» Problem requirements: Rewrite the listing below, substituting "urban scene analysis" for every occurrence of "sports analytics" and leaving everything else untouched.

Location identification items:
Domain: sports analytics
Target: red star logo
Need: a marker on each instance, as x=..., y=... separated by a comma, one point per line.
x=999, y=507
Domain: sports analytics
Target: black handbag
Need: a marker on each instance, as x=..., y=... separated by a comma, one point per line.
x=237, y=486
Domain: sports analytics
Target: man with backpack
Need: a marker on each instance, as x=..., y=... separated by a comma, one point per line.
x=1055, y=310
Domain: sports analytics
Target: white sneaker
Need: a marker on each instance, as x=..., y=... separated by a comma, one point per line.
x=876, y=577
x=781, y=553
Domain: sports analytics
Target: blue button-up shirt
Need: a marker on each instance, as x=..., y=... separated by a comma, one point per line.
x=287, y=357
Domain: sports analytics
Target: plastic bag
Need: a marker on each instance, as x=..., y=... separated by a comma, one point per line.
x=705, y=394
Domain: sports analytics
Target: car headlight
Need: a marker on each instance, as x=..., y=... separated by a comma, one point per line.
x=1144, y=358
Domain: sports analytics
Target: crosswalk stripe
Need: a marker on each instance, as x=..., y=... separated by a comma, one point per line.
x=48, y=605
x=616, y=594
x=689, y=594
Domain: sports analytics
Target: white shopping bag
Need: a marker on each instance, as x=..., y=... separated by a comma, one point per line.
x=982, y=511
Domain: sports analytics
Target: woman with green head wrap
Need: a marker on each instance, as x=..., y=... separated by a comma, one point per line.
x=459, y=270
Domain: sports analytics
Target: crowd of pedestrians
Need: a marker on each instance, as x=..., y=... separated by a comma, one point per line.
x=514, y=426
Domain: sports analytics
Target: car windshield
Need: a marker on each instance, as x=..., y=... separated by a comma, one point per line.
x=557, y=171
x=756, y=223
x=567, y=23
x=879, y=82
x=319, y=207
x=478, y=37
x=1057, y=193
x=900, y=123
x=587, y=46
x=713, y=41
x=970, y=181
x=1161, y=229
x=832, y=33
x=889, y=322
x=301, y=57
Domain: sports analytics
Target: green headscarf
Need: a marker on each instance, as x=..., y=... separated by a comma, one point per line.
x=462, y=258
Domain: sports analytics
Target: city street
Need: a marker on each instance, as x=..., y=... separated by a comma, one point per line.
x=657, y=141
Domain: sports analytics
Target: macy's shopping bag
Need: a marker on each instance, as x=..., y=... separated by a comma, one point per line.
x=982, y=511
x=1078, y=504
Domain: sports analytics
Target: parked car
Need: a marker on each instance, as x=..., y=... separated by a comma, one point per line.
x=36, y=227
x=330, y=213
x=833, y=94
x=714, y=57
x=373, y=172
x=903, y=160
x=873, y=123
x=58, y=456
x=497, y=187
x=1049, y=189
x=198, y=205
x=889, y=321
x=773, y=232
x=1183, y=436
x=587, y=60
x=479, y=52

» Answer for this exercise:
Domain: urban scene analysis
Target: red star logo
Need: a marker on each instance, as x=..., y=... separated by a comma, one point per line.
x=999, y=507
Domain: urban scene analysis
Target: black handbag
Need: a marker on each instance, as x=..., y=... separated by a comma, one point per line.
x=237, y=486
Domain: urban scene analysis
Target: man with backpack
Need: a marker on each instance, as x=..., y=... separated by a comma, one point per line.
x=1055, y=310
Domain: urban scene analysis
Target: white sneaker
Need: a marker on each instance, as x=..., y=... separated by a comma, one point per line.
x=876, y=577
x=781, y=553
Domain: urban scene analysis
Target: blue button-up shirt
Need: a marker on each instance, as x=..., y=... separated by a comma, one point per line.
x=287, y=357
Domain: urban scene analysis
Target: plastic bag
Need: a marker on each instance, as x=..., y=... separated by a comma, one point per line.
x=705, y=394
Domain: urban scene analysis
Target: car headlight
Need: a marker on each instance, as x=..., y=... separated by a comma, one point per line.
x=1144, y=358
Domain: urban scene analysis
Target: crosswalk stripe
Need: a marker on each instance, as x=..., y=... separated by a comma, one point per line.
x=48, y=605
x=616, y=594
x=689, y=594
Domain: urban scene analysis
Target: white shopping bag
Need: a marker on each instance, as x=..., y=... separated by a comma, one point per line.
x=982, y=511
Domain: urban scene analysis
Target: woman with green head wrap
Need: a marker on each instance, as x=..., y=... separated by a comma, one point per line.
x=459, y=270
Domain: urban scene analysis
Target: crowd of pedestrians
Need: a marker on each instance, as x=..., y=... separated by a comma, one point per line.
x=514, y=426
Domain: urban scene analysis
Target: car windshield
Need: a marker on each instance, as x=..., y=... separated by a comma, one point per line.
x=557, y=171
x=756, y=223
x=567, y=23
x=879, y=82
x=319, y=207
x=478, y=37
x=1057, y=193
x=900, y=123
x=587, y=46
x=713, y=41
x=970, y=181
x=1161, y=229
x=832, y=33
x=889, y=322
x=301, y=57
Domain: urban scene analysis
Target: green headscarf
Need: a marker on each instance, as x=..., y=... separated by a comma, one point per line.
x=462, y=258
Domain: urban scene analysis
Target: city street
Need: a marker on each instance, as x=..., y=... separated by a comma, one point per line.
x=657, y=141
Domain: urban scene analysis
Target: macy's shopping bag
Need: a marker on each instance, as x=..., y=... separated by a comma, one point per line.
x=982, y=511
x=1078, y=504
Domain: urban scene analysis
Target: parked car
Need: a marker on each instance, as x=..., y=... separated by a comma, one point per line.
x=36, y=227
x=330, y=213
x=833, y=94
x=714, y=57
x=373, y=172
x=903, y=160
x=873, y=123
x=58, y=456
x=497, y=187
x=1049, y=189
x=198, y=205
x=889, y=321
x=773, y=232
x=1183, y=436
x=587, y=60
x=479, y=52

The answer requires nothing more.